◆ **TESTO**:
----
Arti Performative Focus

“Pane, latte e lacrime”: una memoria neorealista nel teatro contemporaneo da De Sica a De Silva

Francesco D’Asero

Excusatio non petita, accusatio manifesta: chi scrive queste poche righe ha il difetto di essersi occupato sistematicamente, per interessi di studio e di ricerca, di cinema e molto poco di teatro, con il risultato di aver riservato all’arte di Shakespeare e di Goldoni un ruolo privilegiato in quelle pratiche di piacere soggettivo che più tipicamente definiamo con il nome di “passioni personali”.

Ciò detto, esistono casi particolarmente emblematici, conseguenze felici della commistione plurale di culture formali differenti, nei quali gli strumenti offerti dalla conoscenza critica o cinefila dei capitoli più significativi della storia della settima arte nostrana possono contribuire all’analisi delle componenti storiche, sociali e identitarie veicolate da un testo drammaturgico e dalla sua rappresentazione scenica.
----
◆ **DATI DELL'ESERCIZIO**:

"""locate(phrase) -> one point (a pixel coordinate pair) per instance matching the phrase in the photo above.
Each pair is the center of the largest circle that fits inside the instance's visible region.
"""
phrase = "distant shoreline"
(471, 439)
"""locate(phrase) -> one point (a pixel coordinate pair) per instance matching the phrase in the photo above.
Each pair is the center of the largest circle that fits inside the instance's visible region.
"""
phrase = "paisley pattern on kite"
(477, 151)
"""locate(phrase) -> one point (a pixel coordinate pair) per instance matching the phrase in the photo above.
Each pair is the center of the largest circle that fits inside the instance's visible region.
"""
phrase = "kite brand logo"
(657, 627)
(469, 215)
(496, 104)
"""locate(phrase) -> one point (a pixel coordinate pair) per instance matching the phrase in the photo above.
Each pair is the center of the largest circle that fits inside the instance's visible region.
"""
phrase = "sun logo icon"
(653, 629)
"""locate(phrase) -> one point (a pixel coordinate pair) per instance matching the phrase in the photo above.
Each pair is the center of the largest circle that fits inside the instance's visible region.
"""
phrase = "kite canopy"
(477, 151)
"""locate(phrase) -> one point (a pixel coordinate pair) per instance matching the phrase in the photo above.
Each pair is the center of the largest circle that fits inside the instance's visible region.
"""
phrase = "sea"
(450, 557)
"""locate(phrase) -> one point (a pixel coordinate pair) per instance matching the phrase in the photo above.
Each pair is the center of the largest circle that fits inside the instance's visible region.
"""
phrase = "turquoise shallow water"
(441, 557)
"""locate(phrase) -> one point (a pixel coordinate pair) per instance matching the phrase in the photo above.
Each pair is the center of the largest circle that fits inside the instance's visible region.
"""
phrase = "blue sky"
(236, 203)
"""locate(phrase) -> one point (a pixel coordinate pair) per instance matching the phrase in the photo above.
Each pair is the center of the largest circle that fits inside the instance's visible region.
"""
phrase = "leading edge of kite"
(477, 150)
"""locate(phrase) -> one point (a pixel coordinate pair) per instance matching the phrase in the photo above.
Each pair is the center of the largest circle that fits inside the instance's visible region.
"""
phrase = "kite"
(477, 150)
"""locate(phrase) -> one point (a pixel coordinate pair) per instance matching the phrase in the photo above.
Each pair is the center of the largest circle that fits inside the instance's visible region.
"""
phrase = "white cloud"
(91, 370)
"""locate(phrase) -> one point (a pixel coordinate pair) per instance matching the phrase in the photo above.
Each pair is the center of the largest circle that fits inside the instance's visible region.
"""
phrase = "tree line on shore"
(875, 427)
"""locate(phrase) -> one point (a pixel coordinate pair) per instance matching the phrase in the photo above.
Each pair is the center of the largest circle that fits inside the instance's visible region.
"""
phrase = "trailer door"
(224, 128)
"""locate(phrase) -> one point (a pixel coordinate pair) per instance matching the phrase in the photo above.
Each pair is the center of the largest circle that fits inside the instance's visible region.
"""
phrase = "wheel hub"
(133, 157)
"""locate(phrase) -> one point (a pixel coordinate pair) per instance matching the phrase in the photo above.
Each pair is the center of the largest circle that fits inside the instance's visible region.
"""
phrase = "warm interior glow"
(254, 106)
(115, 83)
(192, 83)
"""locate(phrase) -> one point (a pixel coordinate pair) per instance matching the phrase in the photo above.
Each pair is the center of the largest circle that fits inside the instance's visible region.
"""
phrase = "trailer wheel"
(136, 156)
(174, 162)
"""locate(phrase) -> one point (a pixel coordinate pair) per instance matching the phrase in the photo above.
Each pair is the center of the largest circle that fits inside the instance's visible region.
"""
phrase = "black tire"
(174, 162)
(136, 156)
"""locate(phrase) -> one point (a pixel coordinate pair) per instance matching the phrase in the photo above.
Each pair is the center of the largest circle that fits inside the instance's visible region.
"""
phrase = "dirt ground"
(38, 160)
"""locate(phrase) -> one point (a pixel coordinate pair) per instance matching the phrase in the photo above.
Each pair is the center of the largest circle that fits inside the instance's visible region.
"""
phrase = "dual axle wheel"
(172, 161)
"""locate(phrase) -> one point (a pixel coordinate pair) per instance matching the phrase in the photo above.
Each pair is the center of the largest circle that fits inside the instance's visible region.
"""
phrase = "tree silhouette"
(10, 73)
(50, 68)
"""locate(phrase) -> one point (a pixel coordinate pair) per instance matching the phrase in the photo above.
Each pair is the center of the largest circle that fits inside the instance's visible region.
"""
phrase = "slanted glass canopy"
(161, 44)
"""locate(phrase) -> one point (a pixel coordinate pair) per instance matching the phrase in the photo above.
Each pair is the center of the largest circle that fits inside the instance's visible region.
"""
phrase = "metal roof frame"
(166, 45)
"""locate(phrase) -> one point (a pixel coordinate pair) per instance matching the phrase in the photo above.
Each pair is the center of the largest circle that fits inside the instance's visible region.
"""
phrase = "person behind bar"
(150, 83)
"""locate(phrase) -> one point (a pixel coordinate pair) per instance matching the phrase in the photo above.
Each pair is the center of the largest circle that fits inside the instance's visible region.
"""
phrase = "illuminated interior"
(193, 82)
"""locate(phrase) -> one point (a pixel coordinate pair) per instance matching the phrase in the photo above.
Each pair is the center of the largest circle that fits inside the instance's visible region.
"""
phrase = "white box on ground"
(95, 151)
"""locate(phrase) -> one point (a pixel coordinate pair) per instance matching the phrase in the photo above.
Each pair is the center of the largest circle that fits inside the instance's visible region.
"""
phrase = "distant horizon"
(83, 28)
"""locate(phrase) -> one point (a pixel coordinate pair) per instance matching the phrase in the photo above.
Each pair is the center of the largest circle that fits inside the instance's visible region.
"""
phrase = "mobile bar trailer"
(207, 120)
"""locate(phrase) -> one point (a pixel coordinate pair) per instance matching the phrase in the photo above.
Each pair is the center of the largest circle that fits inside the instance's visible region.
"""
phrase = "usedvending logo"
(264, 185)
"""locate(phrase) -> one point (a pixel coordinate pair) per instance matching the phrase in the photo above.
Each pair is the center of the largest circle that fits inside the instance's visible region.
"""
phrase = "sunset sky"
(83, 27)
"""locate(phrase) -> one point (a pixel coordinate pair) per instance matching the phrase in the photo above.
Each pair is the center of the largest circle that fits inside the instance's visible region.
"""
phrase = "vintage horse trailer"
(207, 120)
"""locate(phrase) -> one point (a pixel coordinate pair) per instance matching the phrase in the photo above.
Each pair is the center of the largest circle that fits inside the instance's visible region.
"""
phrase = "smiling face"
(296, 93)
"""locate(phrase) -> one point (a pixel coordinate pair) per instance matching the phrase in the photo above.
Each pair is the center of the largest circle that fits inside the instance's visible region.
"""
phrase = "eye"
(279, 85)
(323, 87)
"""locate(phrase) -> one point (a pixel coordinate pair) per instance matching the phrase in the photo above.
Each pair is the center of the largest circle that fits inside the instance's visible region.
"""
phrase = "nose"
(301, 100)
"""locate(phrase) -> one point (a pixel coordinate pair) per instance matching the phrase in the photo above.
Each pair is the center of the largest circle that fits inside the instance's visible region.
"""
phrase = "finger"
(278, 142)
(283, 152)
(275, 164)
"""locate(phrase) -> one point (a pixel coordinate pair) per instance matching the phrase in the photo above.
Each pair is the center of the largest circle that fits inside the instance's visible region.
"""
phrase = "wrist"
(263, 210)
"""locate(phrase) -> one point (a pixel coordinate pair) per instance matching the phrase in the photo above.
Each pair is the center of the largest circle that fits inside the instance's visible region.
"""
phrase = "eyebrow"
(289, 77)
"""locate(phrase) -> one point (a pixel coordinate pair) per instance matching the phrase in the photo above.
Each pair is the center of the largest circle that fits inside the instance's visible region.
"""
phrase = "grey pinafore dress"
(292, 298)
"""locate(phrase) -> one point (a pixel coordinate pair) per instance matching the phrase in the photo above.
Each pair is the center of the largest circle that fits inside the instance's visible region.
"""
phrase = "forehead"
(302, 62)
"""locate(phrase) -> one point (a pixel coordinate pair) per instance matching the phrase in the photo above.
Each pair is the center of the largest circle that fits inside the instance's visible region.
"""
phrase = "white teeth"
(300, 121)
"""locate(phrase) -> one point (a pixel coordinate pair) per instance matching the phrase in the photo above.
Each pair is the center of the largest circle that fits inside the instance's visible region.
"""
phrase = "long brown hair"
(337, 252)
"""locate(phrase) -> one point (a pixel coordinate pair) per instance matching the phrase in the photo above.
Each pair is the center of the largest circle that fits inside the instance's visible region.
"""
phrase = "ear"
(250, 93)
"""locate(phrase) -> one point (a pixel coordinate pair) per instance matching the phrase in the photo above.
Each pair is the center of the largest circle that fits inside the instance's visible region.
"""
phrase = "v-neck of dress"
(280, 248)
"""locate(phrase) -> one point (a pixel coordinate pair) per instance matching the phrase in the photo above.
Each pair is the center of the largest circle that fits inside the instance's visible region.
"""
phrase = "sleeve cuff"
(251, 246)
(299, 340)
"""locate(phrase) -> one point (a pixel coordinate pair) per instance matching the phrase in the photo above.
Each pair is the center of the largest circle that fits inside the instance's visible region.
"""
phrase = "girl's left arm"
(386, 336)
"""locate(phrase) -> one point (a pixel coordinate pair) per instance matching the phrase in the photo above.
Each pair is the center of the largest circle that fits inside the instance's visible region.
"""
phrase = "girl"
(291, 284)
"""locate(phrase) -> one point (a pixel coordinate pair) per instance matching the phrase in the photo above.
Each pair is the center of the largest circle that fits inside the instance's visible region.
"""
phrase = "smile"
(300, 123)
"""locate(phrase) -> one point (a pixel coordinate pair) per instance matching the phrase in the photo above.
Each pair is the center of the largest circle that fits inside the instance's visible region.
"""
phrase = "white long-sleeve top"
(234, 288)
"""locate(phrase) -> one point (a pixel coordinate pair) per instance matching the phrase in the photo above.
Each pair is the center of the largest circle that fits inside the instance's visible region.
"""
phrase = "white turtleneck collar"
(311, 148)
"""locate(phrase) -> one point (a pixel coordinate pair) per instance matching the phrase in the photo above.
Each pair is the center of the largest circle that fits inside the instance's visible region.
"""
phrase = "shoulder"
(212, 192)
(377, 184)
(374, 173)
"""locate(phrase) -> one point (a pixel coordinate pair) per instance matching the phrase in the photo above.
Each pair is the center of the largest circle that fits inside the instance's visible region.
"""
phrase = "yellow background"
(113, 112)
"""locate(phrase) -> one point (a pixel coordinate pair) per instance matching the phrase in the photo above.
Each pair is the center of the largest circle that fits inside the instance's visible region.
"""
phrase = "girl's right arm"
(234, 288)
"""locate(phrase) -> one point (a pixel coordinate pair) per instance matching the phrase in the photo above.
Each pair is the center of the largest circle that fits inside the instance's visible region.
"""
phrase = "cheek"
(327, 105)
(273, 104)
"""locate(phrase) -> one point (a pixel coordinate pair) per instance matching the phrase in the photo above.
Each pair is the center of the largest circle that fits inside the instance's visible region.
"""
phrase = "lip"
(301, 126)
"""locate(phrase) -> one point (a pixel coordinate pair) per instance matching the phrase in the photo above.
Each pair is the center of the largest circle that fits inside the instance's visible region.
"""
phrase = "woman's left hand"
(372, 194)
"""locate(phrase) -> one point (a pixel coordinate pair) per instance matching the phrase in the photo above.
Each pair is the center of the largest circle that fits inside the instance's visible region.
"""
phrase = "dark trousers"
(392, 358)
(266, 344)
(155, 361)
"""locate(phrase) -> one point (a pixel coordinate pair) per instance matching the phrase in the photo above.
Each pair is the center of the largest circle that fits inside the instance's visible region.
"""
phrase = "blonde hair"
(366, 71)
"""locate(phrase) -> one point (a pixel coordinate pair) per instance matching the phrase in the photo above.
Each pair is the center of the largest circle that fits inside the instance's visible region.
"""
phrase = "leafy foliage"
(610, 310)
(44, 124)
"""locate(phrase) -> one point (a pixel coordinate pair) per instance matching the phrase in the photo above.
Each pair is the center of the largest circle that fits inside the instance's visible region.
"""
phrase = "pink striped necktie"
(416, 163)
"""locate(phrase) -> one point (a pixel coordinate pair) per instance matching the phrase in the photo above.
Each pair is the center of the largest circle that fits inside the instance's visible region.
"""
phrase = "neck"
----
◆ **COSA FARE**:
- a) Cita per intero, parola per parola, il testo sulla memoria neorealista nel teatro contemporaneo.
- b) Conta le righe dei record in cui compare la stringa "logo", distinguendo tra maiuscole e minuscole. Riporta soltanto il numero.
Il testo e i record non hanno alcun legame tra loro.

◆ **RISPOSTE FINALI**:
- a)
Arti Performative Focus

“Pane, latte e lacrime”: una memoria neorealista nel teatro contemporaneo da De Sica a De Silva

Francesco D’Asero

Excusatio non petita, accusatio manifesta: chi scrive queste poche righe ha il difetto di essersi occupato sistematicamente, per interessi di studio e di ricerca, di cinema e molto poco di teatro, con il risultato di aver riservato all’arte di Shakespeare e di Goldoni un ruolo privilegiato in quelle pratiche di piacere soggettivo che più tipicamente definiamo con il nome di “passioni personali”.

Ciò detto, esistono casi particolarmente emblematici, conseguenze felici della commistione plurale di culture formali differenti, nei quali gli strumenti offerti dalla conoscenza critica o cinefila dei capitoli più significativi della storia della settima arte nostrana possono contribuire all’analisi delle componenti storiche, sociali e identitarie veicolate da un testo drammaturgico e dalla sua rappresentazione scenica.

- b) 3